Work to complete. Copy out the records below word for word, keeping every line and its order unchanged.

Material shown.
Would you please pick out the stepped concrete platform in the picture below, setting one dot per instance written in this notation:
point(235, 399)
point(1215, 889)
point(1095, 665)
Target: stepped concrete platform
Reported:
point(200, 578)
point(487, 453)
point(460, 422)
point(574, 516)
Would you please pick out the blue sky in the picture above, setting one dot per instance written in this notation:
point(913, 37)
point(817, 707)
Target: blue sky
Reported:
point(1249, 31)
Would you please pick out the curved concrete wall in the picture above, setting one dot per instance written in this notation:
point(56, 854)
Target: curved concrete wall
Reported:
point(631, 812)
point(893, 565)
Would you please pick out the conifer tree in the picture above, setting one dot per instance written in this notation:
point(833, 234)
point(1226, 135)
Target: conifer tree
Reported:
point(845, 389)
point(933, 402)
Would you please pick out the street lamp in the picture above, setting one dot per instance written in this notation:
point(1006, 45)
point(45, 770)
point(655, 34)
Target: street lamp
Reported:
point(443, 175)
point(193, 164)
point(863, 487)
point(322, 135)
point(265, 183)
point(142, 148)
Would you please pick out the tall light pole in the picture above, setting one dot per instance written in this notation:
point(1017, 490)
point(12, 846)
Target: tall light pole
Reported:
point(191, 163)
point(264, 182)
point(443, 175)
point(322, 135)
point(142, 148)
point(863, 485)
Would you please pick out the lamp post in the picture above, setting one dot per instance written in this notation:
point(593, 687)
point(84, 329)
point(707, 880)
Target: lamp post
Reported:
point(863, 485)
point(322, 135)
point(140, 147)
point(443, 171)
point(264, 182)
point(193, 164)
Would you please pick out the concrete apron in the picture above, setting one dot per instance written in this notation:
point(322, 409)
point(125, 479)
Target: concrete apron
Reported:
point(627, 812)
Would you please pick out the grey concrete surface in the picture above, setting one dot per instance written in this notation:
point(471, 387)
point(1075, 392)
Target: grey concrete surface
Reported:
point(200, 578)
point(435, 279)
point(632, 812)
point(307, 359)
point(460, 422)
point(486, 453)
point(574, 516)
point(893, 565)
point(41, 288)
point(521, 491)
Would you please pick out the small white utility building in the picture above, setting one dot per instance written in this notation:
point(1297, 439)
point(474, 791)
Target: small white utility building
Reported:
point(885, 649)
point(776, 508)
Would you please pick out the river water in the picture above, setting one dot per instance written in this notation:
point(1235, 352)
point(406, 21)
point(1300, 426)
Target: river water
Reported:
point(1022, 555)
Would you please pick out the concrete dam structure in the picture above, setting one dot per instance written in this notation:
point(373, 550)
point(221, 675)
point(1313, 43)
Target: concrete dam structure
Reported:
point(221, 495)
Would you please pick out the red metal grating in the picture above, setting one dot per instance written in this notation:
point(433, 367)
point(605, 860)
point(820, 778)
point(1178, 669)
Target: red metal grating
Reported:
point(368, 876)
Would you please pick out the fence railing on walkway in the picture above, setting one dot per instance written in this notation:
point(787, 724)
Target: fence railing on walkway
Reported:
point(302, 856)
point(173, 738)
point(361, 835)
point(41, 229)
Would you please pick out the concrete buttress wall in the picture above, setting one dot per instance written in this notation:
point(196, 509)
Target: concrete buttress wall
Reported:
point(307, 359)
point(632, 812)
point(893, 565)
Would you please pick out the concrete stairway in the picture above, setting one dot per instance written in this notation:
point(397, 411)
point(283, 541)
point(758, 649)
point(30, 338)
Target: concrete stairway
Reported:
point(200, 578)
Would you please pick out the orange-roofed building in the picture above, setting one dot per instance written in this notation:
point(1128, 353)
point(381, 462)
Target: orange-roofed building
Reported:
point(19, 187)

Correct response.
Would you please pick out the stepped concrete platform in the picture below, setting one dot per instance written in this notation:
point(235, 399)
point(1215, 889)
point(1095, 665)
Target: stepped concrete platform
Reported:
point(200, 578)
point(487, 453)
point(460, 422)
point(574, 516)
Would you please pick out the blue sky in the picture above, setting one dot per instance written in this notation:
point(913, 37)
point(817, 707)
Target: blue sky
Reported:
point(1249, 31)
Would you please pick out the curved concrete wall in the picture above, setting one dot per instance written in this notation:
point(56, 854)
Target: curved concrete wall
Reported:
point(631, 812)
point(893, 565)
Would you please pick out the conifer tree in the picture above, setting one dot per instance written in this notation:
point(833, 234)
point(1226, 135)
Target: conifer tree
Reported:
point(845, 389)
point(933, 402)
Would you please pick out the street lamp in the picture above, setting one dot per instance written in this notation:
point(1006, 45)
point(45, 770)
point(655, 34)
Target: street lamp
Reported:
point(443, 175)
point(193, 164)
point(863, 487)
point(322, 135)
point(265, 183)
point(142, 148)
Would you please pick out the tall light pole in the picture above, setting one dot per instance written in this notation:
point(1017, 490)
point(12, 846)
Target: tall light pole
Reported:
point(191, 163)
point(264, 182)
point(443, 175)
point(322, 135)
point(142, 148)
point(863, 485)
Would you please pick out the lamp post in the picture above, setting one dot per instance written in this notation:
point(593, 687)
point(84, 329)
point(707, 880)
Target: lamp post
Reported:
point(863, 485)
point(322, 135)
point(140, 147)
point(443, 171)
point(264, 182)
point(193, 164)
Would you please pick out the concrete apron in the picture above, setting one dot per instance written in this notation:
point(322, 409)
point(125, 479)
Target: concrete apron
Reported:
point(627, 812)
Would you please pick out the grey concrete surface in the picture above, setting one dot per instance written in this notation:
point(471, 387)
point(1075, 392)
Target: grey concrete surface
Reported:
point(200, 578)
point(435, 279)
point(632, 812)
point(307, 359)
point(460, 422)
point(486, 453)
point(574, 516)
point(893, 565)
point(41, 288)
point(521, 491)
Would you please pick out the small white utility building in the picture above, setting one dot per instance written in this notation:
point(1297, 439)
point(474, 791)
Target: small white utility building
Reported:
point(885, 649)
point(776, 508)
Would you please pick out the river water in the picture above, setting one dot per instance written in this notation:
point(1235, 352)
point(406, 21)
point(1300, 426)
Target: river water
Reported:
point(1022, 555)
Would you please pick out the concrete dam structure in the picture above, setting one dot per instance written in this notation:
point(373, 550)
point(221, 675)
point(1313, 43)
Target: concrete dam structure
Reported:
point(221, 495)
Would you please pick out the red metal grating in the picture above, setting one dot per instance written in this notation:
point(433, 367)
point(605, 860)
point(820, 778)
point(1178, 669)
Target: red metal grating
Reported:
point(368, 876)
Would you please pick out the fence railing on walkway in the picture above, setting one dot per instance written in this notation:
point(787, 724)
Target: fence railing on walkway
Reported:
point(302, 856)
point(173, 738)
point(361, 835)
point(41, 229)
Would you please pick out the concrete buttress wall in the picture above, setting one dot per instance written in this notation:
point(196, 509)
Target: concrete buttress wall
Reported:
point(307, 359)
point(632, 812)
point(893, 565)
Would you please pick out the concrete stairway in the picture above, setting one dot per instance written in this notation:
point(397, 411)
point(283, 541)
point(758, 649)
point(30, 338)
Target: concrete stairway
Reported:
point(200, 578)
Would you please pick out the orange-roofed building in the picture above, setting one dot per instance written in this notation:
point(1128, 353)
point(381, 462)
Target: orange-roofed building
Reported:
point(19, 187)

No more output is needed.